Exercise
Locate each line in the listing below that contains the word "gray" and copy those lines. Case counts when matching.

# start of Entries shown

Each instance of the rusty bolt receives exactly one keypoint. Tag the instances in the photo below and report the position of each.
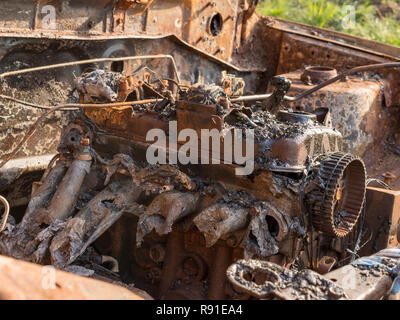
(389, 178)
(85, 142)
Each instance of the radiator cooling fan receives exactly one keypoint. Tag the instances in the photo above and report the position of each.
(337, 202)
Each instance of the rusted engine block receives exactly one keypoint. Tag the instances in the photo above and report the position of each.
(175, 229)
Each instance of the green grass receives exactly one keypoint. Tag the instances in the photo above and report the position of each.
(375, 20)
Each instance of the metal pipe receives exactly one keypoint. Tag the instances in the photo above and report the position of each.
(64, 200)
(371, 67)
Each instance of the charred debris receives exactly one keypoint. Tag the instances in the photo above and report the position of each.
(286, 231)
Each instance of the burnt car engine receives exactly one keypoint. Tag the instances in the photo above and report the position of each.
(173, 229)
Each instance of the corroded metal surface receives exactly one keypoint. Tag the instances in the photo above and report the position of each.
(26, 281)
(102, 209)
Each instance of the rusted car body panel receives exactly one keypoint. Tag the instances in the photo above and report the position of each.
(211, 42)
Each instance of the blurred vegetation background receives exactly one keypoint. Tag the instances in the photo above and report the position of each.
(375, 20)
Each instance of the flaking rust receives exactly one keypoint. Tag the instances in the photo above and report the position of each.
(294, 220)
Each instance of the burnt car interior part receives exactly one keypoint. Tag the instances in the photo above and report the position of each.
(79, 193)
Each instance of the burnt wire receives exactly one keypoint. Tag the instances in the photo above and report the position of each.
(5, 214)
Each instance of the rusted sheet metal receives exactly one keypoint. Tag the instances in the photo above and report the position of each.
(382, 219)
(368, 278)
(207, 25)
(355, 106)
(27, 281)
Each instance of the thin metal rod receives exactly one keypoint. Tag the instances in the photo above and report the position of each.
(77, 106)
(74, 63)
(371, 67)
(60, 107)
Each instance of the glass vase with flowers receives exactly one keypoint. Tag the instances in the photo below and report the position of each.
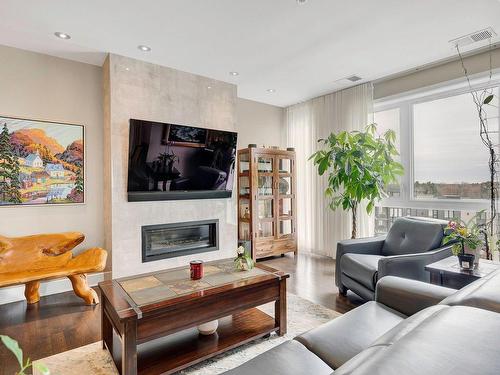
(467, 239)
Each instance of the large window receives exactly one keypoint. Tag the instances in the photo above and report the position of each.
(445, 161)
(450, 160)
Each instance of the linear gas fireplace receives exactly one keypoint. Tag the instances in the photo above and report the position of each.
(178, 239)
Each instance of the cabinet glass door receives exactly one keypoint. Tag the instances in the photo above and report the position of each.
(265, 209)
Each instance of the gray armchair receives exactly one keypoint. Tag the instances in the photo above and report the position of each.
(410, 245)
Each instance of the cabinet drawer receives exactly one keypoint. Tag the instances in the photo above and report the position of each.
(274, 247)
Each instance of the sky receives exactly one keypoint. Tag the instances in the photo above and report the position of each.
(65, 135)
(447, 143)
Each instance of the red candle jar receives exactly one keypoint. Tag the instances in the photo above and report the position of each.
(196, 267)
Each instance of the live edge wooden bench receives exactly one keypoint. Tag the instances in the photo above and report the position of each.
(31, 259)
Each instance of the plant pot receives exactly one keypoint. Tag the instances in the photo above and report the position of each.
(475, 252)
(466, 261)
(208, 328)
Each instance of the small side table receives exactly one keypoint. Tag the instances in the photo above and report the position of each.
(448, 273)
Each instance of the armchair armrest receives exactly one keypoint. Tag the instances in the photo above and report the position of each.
(369, 245)
(411, 266)
(409, 296)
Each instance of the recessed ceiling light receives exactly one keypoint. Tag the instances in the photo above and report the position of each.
(62, 35)
(144, 48)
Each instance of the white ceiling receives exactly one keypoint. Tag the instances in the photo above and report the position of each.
(299, 50)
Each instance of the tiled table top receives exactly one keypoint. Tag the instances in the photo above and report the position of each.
(164, 285)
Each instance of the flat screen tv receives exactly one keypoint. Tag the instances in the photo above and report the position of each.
(168, 161)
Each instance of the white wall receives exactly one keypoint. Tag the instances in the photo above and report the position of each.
(435, 74)
(259, 123)
(141, 90)
(42, 87)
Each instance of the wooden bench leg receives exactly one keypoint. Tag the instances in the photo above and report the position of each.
(31, 291)
(82, 289)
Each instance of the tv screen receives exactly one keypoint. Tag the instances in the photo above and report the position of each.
(168, 161)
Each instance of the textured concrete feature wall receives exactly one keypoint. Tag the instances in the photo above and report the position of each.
(146, 91)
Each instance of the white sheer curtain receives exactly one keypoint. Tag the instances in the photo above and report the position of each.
(319, 228)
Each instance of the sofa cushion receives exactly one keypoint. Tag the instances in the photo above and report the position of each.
(339, 340)
(483, 293)
(445, 340)
(289, 358)
(361, 267)
(412, 235)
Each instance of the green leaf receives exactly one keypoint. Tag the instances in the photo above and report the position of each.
(488, 99)
(43, 369)
(13, 346)
(323, 166)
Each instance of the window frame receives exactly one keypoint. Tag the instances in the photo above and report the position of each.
(405, 103)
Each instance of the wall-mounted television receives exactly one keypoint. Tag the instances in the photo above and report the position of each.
(170, 161)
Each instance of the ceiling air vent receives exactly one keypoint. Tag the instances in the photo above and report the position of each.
(474, 37)
(354, 78)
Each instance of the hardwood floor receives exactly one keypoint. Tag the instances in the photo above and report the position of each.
(61, 322)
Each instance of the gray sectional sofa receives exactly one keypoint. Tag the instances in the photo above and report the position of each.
(411, 328)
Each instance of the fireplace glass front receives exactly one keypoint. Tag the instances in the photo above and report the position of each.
(178, 239)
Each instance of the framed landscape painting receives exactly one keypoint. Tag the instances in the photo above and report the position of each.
(41, 162)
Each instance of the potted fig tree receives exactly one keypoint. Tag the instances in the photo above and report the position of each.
(360, 165)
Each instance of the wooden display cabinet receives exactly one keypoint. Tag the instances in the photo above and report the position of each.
(266, 201)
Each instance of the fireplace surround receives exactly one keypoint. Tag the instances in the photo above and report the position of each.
(179, 239)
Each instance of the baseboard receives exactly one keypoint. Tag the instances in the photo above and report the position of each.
(16, 293)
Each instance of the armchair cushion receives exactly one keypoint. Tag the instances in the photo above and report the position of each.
(413, 235)
(361, 267)
(369, 245)
(409, 296)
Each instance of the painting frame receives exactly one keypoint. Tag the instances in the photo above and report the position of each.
(83, 167)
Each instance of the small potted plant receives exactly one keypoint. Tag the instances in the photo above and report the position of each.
(25, 366)
(243, 261)
(466, 239)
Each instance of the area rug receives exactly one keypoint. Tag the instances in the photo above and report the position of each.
(303, 315)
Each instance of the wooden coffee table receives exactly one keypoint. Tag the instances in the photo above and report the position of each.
(149, 321)
(447, 272)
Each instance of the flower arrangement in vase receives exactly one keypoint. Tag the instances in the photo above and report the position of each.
(243, 261)
(466, 239)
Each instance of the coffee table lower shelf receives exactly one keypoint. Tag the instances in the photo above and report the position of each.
(177, 351)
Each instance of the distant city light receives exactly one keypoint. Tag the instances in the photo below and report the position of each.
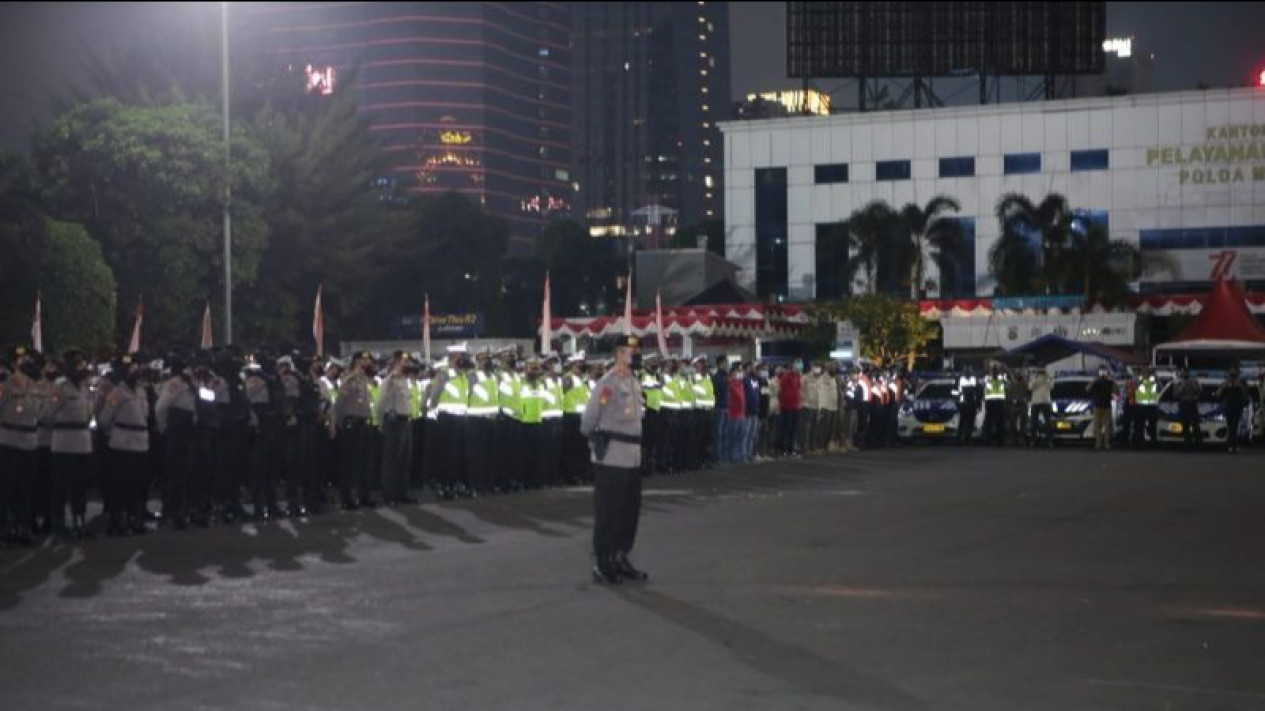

# end of Entries shown

Exercise solution
Each instance of the gray armchair receives exactly one keypoint. Tag the instances in the photo above and report the position of each.
Each instance of the gray sectional sofa receives exactly one keypoint. Tag the instances in the photo above and report the position of each.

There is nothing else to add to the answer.